Last Saturday, the Board of Control for Cricket in India (BCCI) announced a slew of measures aimed at revitalising the domestic game. Those decisions went largely unnoticed as the spotlight fell on the more high-profile decisions surrounding the national team, yet they deserve discussion.
The measures announced suggest a giant waking from a slumber yet, though the BCCI has tried to address some of the serious issues, many important ones remain untouched.
The decision to "ensure that all Test/ODI cricketers play Irani, Duleep, Challenger, and some Ranji Trophy matches" aims to cure just one of the symptoms of a larger disease - the scheduling. However, what the statement does not mention is whether the Board will sort out the flip side of the problem: the plethora of international matches every season. "Whenever there is so much as a seven-day break, the board arranges a tri-series tournament," VB Chandrasekhar, the then national selector, had said last October.
Case in point: The Ranji Trophy semifinals this past season coincided with the Indian team's return from South Africa. With several international players available, the stage was set for a grand finale to the season, which would be telecast live on TV. Yet the BCCI planned two ODI series, against West Indies and Sri Lanka, running at the same time, robbing the Ranji semifinals both of the big stars and the TV coverage. And one of those matches, against West Indies, caused an important Ranji match in Chennai to be shifted from Chepauk, which would stage the ODI, to a school ground.

(Dataset records)
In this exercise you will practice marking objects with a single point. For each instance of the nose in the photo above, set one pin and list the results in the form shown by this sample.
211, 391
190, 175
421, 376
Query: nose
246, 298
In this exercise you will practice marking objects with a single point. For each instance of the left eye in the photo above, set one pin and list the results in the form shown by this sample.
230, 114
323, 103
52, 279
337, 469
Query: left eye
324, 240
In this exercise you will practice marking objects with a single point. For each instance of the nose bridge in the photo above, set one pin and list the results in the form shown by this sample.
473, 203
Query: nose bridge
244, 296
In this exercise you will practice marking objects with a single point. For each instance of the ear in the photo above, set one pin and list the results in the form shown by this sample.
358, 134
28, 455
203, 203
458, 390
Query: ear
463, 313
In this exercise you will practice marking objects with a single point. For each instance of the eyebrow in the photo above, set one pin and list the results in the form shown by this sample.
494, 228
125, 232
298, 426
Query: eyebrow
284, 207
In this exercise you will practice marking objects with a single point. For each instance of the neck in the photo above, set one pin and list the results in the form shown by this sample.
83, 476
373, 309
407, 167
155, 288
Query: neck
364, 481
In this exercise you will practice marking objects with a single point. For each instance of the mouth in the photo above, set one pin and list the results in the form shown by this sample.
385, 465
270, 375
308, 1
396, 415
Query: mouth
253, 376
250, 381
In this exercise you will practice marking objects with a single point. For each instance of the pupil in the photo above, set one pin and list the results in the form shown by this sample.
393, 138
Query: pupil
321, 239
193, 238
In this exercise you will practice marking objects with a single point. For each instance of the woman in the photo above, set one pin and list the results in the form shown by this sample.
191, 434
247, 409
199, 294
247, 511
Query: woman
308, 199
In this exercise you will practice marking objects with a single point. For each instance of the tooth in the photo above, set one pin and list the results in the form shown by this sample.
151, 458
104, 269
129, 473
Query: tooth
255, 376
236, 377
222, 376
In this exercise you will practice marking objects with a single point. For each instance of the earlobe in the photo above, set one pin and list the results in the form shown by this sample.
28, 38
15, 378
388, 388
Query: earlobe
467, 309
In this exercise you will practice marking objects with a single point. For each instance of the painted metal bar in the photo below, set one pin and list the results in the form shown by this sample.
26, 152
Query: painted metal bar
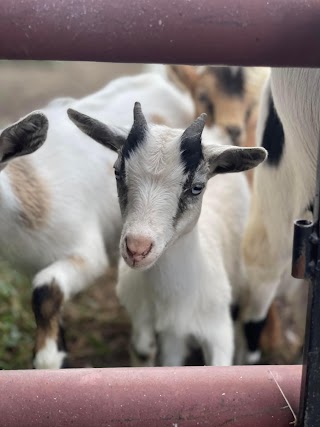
167, 397
246, 32
309, 411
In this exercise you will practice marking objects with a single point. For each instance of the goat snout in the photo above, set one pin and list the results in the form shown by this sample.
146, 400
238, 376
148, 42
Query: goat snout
138, 247
234, 133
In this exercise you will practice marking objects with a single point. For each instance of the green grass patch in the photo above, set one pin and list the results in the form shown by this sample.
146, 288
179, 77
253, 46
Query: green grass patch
17, 325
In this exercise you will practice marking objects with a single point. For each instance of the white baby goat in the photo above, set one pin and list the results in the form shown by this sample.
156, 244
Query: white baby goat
59, 215
284, 187
183, 262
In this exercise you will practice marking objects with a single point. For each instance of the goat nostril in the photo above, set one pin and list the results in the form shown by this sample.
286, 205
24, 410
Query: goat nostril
234, 132
138, 246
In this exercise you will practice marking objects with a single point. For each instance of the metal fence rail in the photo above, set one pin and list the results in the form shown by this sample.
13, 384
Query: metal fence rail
150, 397
246, 32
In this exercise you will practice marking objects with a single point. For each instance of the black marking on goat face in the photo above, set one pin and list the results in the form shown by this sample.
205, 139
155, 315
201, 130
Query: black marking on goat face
253, 332
231, 82
122, 188
273, 135
191, 149
137, 133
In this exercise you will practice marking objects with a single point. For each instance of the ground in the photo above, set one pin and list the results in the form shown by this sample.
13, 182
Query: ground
97, 329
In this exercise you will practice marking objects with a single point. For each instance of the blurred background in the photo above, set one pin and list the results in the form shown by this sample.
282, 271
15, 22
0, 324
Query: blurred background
97, 329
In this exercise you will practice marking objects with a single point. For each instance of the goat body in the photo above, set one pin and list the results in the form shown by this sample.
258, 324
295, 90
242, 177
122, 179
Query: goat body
183, 265
284, 186
59, 215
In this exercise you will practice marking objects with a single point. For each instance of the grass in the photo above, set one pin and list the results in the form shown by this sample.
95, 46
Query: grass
17, 325
97, 332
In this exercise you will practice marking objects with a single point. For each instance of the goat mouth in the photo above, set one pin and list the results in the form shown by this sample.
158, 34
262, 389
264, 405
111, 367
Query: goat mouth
142, 263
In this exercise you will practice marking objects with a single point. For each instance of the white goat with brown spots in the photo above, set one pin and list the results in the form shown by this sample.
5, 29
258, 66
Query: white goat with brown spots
182, 243
59, 215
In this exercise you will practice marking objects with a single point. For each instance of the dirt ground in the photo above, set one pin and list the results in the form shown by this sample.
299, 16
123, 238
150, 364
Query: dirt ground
97, 329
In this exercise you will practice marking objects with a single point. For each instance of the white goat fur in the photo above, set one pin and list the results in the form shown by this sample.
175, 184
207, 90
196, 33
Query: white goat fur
283, 192
188, 291
81, 231
184, 286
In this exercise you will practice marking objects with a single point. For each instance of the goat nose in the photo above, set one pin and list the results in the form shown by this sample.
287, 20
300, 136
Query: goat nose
138, 247
234, 132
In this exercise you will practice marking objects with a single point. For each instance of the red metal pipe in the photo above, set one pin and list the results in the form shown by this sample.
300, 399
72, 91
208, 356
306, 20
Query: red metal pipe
175, 397
246, 32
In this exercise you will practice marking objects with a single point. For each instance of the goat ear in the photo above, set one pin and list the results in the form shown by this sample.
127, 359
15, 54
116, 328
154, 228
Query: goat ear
227, 159
97, 130
23, 137
183, 75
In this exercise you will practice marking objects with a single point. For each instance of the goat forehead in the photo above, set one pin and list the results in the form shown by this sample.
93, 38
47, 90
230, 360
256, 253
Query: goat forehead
158, 158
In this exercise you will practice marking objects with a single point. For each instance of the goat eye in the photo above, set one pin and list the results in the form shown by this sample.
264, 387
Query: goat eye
203, 97
196, 189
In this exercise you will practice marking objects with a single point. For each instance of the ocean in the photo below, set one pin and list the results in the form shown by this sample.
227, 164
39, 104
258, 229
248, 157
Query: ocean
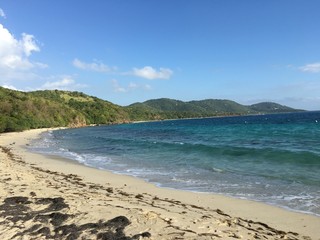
273, 159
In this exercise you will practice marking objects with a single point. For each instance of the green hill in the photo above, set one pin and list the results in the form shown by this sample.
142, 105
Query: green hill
21, 110
165, 108
39, 109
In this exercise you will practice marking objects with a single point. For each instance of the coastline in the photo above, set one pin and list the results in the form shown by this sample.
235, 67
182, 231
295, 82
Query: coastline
146, 211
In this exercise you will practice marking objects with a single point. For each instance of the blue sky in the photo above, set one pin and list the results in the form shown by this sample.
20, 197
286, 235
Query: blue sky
131, 51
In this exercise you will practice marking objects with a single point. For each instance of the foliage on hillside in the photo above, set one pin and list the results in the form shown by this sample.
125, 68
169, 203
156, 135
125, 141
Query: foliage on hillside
21, 110
165, 108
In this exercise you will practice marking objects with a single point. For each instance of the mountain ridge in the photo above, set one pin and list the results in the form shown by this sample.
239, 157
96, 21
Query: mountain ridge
56, 108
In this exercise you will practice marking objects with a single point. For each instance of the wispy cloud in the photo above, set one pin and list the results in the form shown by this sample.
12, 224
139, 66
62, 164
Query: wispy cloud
151, 73
15, 53
65, 83
2, 14
312, 67
130, 87
94, 66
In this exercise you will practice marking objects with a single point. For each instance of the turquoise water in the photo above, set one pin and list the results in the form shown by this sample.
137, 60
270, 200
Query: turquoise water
270, 158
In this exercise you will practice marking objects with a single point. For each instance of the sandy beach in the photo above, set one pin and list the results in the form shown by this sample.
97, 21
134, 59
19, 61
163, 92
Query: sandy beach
46, 197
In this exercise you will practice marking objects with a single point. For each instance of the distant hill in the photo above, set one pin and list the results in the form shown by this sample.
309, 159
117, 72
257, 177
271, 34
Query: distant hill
170, 108
27, 110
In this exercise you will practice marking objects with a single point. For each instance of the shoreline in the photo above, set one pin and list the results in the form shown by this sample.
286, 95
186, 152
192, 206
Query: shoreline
153, 212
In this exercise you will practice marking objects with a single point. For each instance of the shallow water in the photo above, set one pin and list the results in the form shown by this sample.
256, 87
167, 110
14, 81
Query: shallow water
270, 158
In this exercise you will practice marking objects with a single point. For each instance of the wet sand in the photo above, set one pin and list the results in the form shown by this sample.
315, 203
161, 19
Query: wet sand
45, 197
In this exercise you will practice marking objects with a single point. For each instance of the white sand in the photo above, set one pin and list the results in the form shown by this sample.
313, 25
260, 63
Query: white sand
88, 195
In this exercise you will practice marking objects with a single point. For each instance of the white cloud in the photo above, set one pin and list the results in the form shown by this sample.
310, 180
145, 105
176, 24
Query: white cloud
2, 14
66, 83
15, 53
313, 67
95, 66
10, 87
151, 73
130, 87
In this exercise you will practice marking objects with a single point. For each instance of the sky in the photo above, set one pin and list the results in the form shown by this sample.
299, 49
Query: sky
124, 51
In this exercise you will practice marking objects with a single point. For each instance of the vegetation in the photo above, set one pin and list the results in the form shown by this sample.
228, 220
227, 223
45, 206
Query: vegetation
20, 110
168, 108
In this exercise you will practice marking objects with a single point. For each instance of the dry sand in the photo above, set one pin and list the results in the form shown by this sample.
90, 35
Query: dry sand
44, 197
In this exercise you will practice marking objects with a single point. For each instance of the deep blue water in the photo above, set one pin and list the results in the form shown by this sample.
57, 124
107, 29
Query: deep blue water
269, 158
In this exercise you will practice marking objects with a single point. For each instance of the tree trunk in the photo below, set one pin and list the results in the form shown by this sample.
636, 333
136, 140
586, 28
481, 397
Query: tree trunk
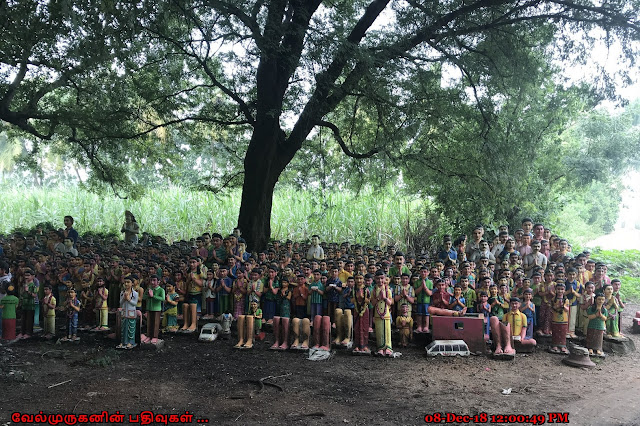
263, 164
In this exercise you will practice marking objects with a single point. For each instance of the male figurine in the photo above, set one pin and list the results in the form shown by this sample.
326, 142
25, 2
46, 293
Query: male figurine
382, 301
517, 321
49, 313
361, 299
154, 296
246, 325
27, 303
404, 323
8, 305
315, 251
128, 302
101, 307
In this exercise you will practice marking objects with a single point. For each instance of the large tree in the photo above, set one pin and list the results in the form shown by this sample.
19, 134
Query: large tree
94, 74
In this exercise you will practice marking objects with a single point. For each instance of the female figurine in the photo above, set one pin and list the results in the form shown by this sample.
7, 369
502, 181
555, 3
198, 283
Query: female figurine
130, 228
597, 315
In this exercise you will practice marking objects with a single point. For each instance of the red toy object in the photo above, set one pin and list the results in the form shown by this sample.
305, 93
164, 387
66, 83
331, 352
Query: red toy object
636, 323
467, 328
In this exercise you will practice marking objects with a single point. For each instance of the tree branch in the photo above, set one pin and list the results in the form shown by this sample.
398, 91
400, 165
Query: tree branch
345, 148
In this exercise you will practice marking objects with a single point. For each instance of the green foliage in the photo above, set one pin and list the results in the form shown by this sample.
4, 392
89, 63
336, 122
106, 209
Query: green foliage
178, 213
625, 265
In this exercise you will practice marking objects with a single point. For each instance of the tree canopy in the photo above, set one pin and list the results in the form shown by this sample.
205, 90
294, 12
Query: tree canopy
447, 93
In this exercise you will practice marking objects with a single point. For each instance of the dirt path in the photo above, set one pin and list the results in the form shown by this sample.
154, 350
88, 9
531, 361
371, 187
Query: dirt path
209, 380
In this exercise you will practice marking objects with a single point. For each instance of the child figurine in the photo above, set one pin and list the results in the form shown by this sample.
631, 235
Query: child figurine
281, 321
404, 323
597, 315
519, 323
239, 292
361, 298
334, 293
529, 309
128, 302
404, 293
27, 303
573, 292
423, 292
616, 284
316, 291
344, 313
469, 294
559, 320
587, 299
502, 329
246, 324
611, 304
256, 313
546, 292
72, 308
101, 308
224, 287
457, 301
301, 326
154, 297
170, 313
86, 298
485, 309
382, 301
49, 313
210, 296
9, 303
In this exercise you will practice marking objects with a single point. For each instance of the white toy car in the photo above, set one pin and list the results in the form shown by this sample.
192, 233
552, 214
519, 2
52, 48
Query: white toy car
448, 348
209, 332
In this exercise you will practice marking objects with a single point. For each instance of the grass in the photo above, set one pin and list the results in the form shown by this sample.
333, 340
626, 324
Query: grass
176, 213
625, 265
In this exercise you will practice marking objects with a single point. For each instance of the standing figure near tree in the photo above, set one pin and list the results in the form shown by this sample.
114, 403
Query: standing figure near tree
281, 321
382, 300
597, 316
9, 304
49, 312
611, 304
130, 228
27, 303
246, 325
101, 308
72, 308
404, 323
361, 298
154, 297
193, 298
559, 320
128, 312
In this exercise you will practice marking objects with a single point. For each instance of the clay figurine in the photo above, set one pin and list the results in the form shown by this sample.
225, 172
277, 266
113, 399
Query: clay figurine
9, 303
361, 298
343, 315
246, 325
49, 313
27, 303
597, 315
72, 308
281, 321
128, 302
382, 301
154, 296
612, 306
170, 313
101, 308
404, 323
559, 320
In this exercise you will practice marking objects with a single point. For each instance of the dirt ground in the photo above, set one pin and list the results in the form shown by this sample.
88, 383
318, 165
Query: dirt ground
213, 381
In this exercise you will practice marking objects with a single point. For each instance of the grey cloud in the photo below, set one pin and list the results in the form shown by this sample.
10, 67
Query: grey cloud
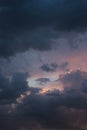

» **Assigned task 1**
Summarize the passage on the BCCI's domestic measures in two sentences.
» **Assigned task 2**
Print the portion of the passage on the BCCI's domestic measures from "The measures announced" up to and including "said last October.".
The entries above are not required for any of the work that comes after them.

» **Task answer 1**
Last Saturday the BCCI announced measures to revitalize domestic cricket, including a plan for Test and ODI cricketers to play Irani, Duleep, Challenger, and some Ranji Trophy matches, though many important issues remain untouched. The statement does not say whether the Board will address the plethora of international matches each season, and this past season two ODI series running at the same time as the Ranji Trophy semifinals robbed those matches of both the big stars and the TV coverage.

» **Task answer 2**
The measures announced suggest a giant waking from a slumber yet, though the BCCI has tried to address some of the serious issues, many important ones remain untouched.
The decision to "ensure that all Test/ODI cricketers play Irani, Duleep, Challenger, and some Ranji Trophy matches" aims to cure just one of the symptoms of a larger disease - the scheduling. However, what the statement does not mention is whether the Board will sort out the flip side of the problem: the plethora of international matches every season. "Whenever there is so much as a seven-day break, the board arranges a tri-series tournament," VB Chandrasekhar, the then national selector, had said last October.